> **EXERCISE REQUIREMENTS**
Exclude all pictures, then copy each of the records exactly as written.

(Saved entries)
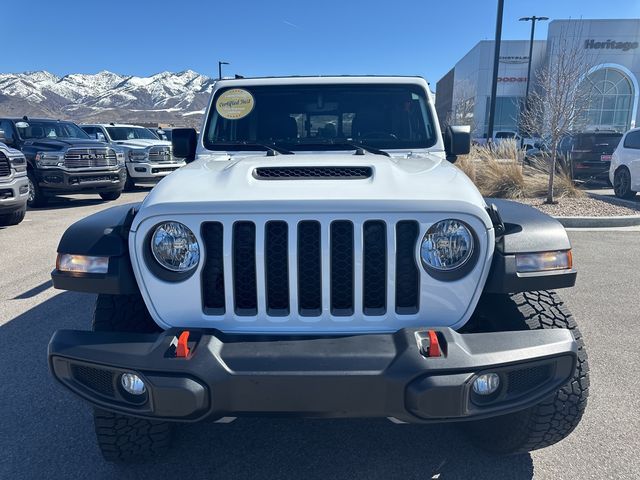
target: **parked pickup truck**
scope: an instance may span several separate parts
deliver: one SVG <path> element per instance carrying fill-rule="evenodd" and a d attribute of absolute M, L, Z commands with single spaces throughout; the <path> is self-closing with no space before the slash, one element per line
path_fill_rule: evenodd
<path fill-rule="evenodd" d="M 124 155 L 91 140 L 75 123 L 35 118 L 0 118 L 4 142 L 27 159 L 28 205 L 44 206 L 55 195 L 120 196 L 126 180 Z"/>
<path fill-rule="evenodd" d="M 58 246 L 53 285 L 97 297 L 49 366 L 94 406 L 105 458 L 256 415 L 463 422 L 500 453 L 573 431 L 589 378 L 554 292 L 576 279 L 567 233 L 482 197 L 452 164 L 469 127 L 441 134 L 425 80 L 220 80 L 206 117 L 172 132 L 187 166 Z"/>
<path fill-rule="evenodd" d="M 3 140 L 0 130 L 0 227 L 17 225 L 24 219 L 29 196 L 27 161 Z"/>
<path fill-rule="evenodd" d="M 80 128 L 92 138 L 123 149 L 127 165 L 125 190 L 131 190 L 136 183 L 156 183 L 185 165 L 183 159 L 172 155 L 171 142 L 160 140 L 148 128 L 115 123 Z"/>

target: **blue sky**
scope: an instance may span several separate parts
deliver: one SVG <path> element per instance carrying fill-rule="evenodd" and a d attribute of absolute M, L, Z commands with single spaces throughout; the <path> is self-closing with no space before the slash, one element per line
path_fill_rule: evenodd
<path fill-rule="evenodd" d="M 640 18 L 640 0 L 506 0 L 503 38 L 528 38 L 517 20 L 529 15 Z M 493 38 L 495 16 L 495 0 L 7 1 L 0 71 L 215 76 L 220 59 L 231 62 L 226 74 L 417 74 L 435 84 Z"/>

> **RESPONSE TO THIS TASK**
target: **parked pickup truck**
scope: an instance may span several separate parts
deliver: one SVG <path> element per instance carrying fill-rule="evenodd" and a d attribute of absolute M, L, Z commands with single spaces throughout; the <path> is self-closing with no space before the slash, one element per line
path_fill_rule: evenodd
<path fill-rule="evenodd" d="M 124 155 L 91 140 L 75 123 L 35 118 L 0 118 L 4 142 L 27 159 L 28 205 L 44 206 L 55 195 L 120 196 L 126 180 Z"/>
<path fill-rule="evenodd" d="M 58 246 L 53 285 L 97 297 L 49 366 L 94 406 L 105 458 L 256 415 L 463 422 L 500 453 L 573 431 L 589 378 L 554 292 L 576 279 L 567 233 L 482 197 L 452 164 L 469 127 L 441 134 L 425 80 L 220 80 L 206 117 L 172 132 L 187 166 Z"/>
<path fill-rule="evenodd" d="M 3 140 L 0 130 L 0 227 L 17 225 L 24 219 L 29 196 L 27 161 Z"/>
<path fill-rule="evenodd" d="M 80 128 L 92 138 L 123 149 L 127 165 L 125 190 L 131 190 L 136 183 L 156 183 L 185 165 L 183 159 L 172 155 L 171 142 L 160 140 L 148 128 L 115 123 Z"/>

target: **blue sky**
scope: an instance may span several separate parts
deliver: one SVG <path> element per instance carrying fill-rule="evenodd" and a d attribute of absolute M, L, Z commands with single spaces throughout; the <path> is self-closing with no space before the slash, one element per line
path_fill_rule: evenodd
<path fill-rule="evenodd" d="M 640 18 L 640 0 L 506 0 L 503 38 L 528 38 L 517 20 L 529 15 Z M 493 38 L 495 16 L 495 0 L 7 1 L 0 71 L 215 76 L 220 59 L 231 62 L 226 74 L 417 74 L 435 84 Z"/>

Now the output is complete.